◆ Record excerpts
+++

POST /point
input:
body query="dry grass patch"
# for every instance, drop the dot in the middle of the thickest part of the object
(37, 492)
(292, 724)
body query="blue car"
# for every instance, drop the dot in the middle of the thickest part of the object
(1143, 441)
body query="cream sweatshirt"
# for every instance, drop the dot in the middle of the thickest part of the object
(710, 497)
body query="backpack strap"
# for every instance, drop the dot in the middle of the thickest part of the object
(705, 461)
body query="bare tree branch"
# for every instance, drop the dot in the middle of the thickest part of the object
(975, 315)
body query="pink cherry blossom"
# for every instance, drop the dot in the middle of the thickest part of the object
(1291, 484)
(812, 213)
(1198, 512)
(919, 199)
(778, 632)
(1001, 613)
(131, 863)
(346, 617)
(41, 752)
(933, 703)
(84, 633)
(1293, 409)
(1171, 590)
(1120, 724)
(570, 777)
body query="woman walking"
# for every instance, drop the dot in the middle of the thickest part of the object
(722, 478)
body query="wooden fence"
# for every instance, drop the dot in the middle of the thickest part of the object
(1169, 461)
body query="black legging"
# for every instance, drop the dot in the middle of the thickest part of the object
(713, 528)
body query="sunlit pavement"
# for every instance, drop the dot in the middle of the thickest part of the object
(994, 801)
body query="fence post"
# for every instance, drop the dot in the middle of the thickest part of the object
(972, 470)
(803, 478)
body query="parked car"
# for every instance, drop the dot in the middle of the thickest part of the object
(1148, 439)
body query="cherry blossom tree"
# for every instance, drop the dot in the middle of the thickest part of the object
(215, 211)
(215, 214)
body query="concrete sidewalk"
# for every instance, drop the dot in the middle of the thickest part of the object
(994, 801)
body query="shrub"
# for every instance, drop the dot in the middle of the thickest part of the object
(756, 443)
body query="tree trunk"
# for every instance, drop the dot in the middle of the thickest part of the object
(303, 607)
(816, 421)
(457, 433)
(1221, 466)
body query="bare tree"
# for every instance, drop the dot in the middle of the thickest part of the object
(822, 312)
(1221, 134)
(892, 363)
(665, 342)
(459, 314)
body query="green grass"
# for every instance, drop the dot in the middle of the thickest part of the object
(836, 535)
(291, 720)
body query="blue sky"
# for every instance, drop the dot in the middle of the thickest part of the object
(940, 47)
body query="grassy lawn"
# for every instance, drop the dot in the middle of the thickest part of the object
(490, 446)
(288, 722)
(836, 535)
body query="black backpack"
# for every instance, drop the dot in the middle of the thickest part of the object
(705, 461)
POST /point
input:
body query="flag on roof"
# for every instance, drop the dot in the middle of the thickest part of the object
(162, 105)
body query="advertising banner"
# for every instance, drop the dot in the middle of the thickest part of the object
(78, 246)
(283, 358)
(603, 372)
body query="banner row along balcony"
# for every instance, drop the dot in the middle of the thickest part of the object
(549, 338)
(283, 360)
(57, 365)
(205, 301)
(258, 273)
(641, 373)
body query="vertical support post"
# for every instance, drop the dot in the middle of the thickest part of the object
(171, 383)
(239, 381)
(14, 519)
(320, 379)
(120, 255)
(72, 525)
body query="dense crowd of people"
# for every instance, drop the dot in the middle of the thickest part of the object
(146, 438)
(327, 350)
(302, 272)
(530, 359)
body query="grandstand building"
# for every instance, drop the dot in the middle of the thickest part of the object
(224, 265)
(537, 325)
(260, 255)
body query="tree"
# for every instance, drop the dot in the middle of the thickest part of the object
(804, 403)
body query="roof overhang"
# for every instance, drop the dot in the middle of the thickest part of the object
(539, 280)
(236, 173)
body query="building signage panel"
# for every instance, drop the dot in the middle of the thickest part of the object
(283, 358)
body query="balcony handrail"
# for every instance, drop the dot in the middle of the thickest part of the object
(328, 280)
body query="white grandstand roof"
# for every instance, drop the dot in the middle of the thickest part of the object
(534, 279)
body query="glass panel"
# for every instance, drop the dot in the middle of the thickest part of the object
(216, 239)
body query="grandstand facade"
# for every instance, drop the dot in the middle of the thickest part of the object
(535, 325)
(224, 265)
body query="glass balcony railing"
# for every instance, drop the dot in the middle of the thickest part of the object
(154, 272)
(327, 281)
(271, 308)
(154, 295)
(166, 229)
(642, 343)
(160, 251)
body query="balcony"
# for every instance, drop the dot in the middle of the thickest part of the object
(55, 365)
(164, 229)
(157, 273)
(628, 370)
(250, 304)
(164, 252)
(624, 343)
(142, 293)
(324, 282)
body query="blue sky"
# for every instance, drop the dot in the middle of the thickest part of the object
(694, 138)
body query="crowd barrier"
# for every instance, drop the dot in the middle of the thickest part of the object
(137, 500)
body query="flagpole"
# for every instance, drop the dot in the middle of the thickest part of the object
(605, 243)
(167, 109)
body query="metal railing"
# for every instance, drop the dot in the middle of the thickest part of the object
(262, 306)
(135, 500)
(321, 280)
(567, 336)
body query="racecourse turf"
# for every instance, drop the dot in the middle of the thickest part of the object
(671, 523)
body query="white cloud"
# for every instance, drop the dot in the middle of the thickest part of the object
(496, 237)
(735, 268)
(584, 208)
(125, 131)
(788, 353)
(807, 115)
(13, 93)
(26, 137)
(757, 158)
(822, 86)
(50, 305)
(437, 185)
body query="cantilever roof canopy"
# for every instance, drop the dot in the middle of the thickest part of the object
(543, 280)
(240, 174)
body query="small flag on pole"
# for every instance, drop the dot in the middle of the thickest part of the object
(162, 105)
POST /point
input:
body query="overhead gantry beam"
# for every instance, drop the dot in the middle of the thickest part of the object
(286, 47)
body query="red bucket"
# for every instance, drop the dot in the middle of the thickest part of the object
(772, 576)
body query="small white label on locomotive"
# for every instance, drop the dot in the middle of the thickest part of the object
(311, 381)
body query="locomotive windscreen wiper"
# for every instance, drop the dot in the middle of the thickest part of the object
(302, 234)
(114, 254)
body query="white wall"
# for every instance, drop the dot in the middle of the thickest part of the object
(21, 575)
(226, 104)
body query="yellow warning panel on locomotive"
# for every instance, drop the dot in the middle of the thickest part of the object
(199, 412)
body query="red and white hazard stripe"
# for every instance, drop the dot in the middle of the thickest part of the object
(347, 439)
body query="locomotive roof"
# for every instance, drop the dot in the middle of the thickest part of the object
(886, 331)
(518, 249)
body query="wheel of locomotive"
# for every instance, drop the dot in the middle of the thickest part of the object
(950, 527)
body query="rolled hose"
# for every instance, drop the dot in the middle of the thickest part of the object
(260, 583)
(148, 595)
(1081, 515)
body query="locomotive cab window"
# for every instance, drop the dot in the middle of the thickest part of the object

+++

◆ What you have to do
Can you format the lines of the listing above, from the one containing "warning panel on" through the end of the listing, as a Markdown table with the columns Row and Content, leaving out any blank lines?

◆ Result
| Row | Content |
|---|---|
| 1 | body query="yellow warning panel on locomotive" |
| 2 | # for every instance, drop the dot in the middle of the thickest part of the object |
| 3 | (199, 412) |
| 4 | body query="red and white hazard stripe" |
| 5 | # for every instance, drop the dot in the middle of the thickest part of the object |
| 6 | (347, 439) |
| 7 | body query="locomotive roof" |
| 8 | # for every instance, drop the dot in the middle of the thickest part of the object |
| 9 | (886, 331) |
| 10 | (518, 249) |
| 11 | body query="wheel of locomotive" |
| 12 | # for every instance, drop the dot in the middle of the thickest part of the object |
| 13 | (950, 527) |
| 14 | body query="rolled hose" |
| 15 | # for every instance, drop the dot in the middle of the thickest part of the object |
| 16 | (260, 583) |
| 17 | (148, 595) |
| 18 | (1081, 515) |
| 19 | body query="locomotive cab window" |
| 20 | # for every instance, drop the dot in the middle of the thickest part of the object |